TEXTO DE PARTIDA:
+ + + +
Por Rey Arturo Taveras
En un país donde las palabras deberían ser semillas de verdad, la voz del comunicador Dixon Rojas, ex vocero de la Policía Nacional en La Vega, se ha convertido en un eco incómodo que pretende ser sofocado por la jefatura esa institución.
Su denuncia pública sobre persecuciones y amenazas, atribuida al director de la uniformada, mayor general Ramón Antonio Guzmán Peralta, pinta un cuadro sombrío de cómo el poder, cuando se siente interpelado, puede transformarse en verdugo.
Todo comenzó con un comentario aparentemente sencillo: pedir que se investigue la muerte de cinco hombres en La Barranquita, Santiago.
Ese gesto, tan natural en una democracia madura, ha sido interpretado como afrenta, como si reclamar transparencia fuese un pecado capital.
Desde entonces, Rojas asegura que la maquinaria de la Jefatura de la Policía ha girado en su contra con la furia de un huracán desatado, intentando arrastrar su reputación al fango.
En sus propias palabras, confiesa que “se desató el demonio contra su persona”, y que oficiales han sido enviados para hostigarlo y amenazarlo.
No es menor la acusación: un cuerpo encargado de proteger a los ciudadanos señalado por perseguir a quien osó pedir que se aclare la sangre derramada en Santiago.
Si algo resulta paradójico es que Rojas no habla como un enemigo declarado del orden, sino como un hombre que conoció la institución desde adentro, que renunció hace más de un año y que asegura mantener una “firme y respetuosa actitud sobre esa entidad”.
+ + + +
Entradas guardadas:
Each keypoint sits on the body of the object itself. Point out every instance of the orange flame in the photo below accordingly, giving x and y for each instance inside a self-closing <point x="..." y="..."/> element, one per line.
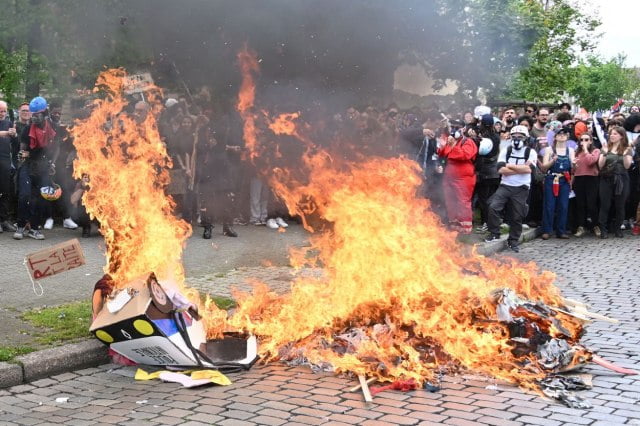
<point x="127" y="165"/>
<point x="391" y="272"/>
<point x="248" y="66"/>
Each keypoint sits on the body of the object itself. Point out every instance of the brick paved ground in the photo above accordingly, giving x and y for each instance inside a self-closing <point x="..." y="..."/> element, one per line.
<point x="602" y="273"/>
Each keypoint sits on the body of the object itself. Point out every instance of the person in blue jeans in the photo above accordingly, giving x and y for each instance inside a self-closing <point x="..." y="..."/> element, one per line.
<point x="556" y="163"/>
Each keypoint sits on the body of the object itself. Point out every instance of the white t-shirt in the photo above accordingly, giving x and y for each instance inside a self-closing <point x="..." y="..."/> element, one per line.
<point x="517" y="158"/>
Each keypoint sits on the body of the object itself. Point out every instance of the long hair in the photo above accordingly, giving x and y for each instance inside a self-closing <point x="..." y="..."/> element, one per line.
<point x="591" y="147"/>
<point x="624" y="141"/>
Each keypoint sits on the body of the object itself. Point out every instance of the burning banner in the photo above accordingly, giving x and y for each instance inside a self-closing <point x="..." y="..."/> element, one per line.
<point x="399" y="299"/>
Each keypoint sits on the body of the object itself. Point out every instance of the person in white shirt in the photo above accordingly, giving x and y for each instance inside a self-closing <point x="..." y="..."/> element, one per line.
<point x="515" y="164"/>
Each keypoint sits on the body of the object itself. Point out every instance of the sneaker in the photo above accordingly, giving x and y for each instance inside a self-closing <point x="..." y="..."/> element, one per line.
<point x="597" y="232"/>
<point x="492" y="237"/>
<point x="7" y="226"/>
<point x="272" y="224"/>
<point x="69" y="223"/>
<point x="482" y="228"/>
<point x="35" y="234"/>
<point x="19" y="234"/>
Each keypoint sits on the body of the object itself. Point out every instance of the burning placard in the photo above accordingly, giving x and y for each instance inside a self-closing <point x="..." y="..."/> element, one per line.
<point x="56" y="259"/>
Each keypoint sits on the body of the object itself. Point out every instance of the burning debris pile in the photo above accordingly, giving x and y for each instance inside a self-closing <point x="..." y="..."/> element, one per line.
<point x="400" y="300"/>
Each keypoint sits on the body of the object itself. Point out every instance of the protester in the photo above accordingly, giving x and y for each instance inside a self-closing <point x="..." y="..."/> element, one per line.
<point x="486" y="167"/>
<point x="585" y="186"/>
<point x="615" y="159"/>
<point x="515" y="165"/>
<point x="8" y="139"/>
<point x="557" y="163"/>
<point x="460" y="153"/>
<point x="38" y="153"/>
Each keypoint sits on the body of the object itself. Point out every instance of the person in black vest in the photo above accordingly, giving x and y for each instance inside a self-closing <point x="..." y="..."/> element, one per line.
<point x="38" y="153"/>
<point x="7" y="147"/>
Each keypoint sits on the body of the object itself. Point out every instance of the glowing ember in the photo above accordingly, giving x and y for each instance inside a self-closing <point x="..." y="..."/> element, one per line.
<point x="400" y="297"/>
<point x="127" y="164"/>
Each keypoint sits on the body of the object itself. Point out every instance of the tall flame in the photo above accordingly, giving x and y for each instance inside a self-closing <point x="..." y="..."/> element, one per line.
+ + + +
EXPLORA EL MATERIAL:
(a) Resume en una sola oración el párrafo del artículo sobre Dixon Rojas que comienza con «Si algo resulta paradójico». Conserva sus datos principales.
(b) Responde con la información del artículo sobre Dixon Rojas:
(i) ¿Qué cargo ocupó Dixon Rojas en La Vega?
(ii) ¿Cuántos hombres murieron en La Barranquita, Santiago?
(iii) ¿Hace cuánto tiempo renunció Rojas a la institución?
(c) Continúa el artículo sobre Dixon Rojas a partir de su última oración.

CONJUNTO DE RESPUESTAS:
(a) Resulta paradójico que Rojas no hable como enemigo del orden, sino como alguien que conoció la institución por dentro, renunció hace más de un año y dice mantener una «firme y respetuosa actitud» hacia ella.

(b)
(i) Fue vocero de la Policía Nacional.
(ii) Murieron cinco hombres.
(iii) Renunció hace más de un año.

(c)
¿Qué revela entonces esta persecución? Quizás que en la República Dominicana el silencio se cotiza más caro que la verdad, y que el costo de hablar puede ser tan alto como la dignidad de un hombre puesta en juego.
La pregunta que queda flotando en el aire, como nube cargada de tormenta, es si se pretende enviar un mensaje ejemplarizante: “El que hable, será castigado”.
Si así fuera, no estaríamos frente a un hecho aislado, sino ante un síntoma grave de erosión democrática.
Dixon Rojas ha anunciado que convocará una rueda de prensa para explicar la situación y ha solicitado apoyo de los gremios periodísticos y del colegio de abogados.
Su caso es, más que una anécdota personal, una prueba de fuego para la libertad de expresión y para el derecho de cualquier ciudadano a reclamar justicia sin ser perseguido.
En un país que dice honrar la memoria de Duarte, Luperón y los héroes de la palabra y la acción, ¿qué mensaje se envía a la sociedad si deja que un comunicador sea acallado por levantar la voz?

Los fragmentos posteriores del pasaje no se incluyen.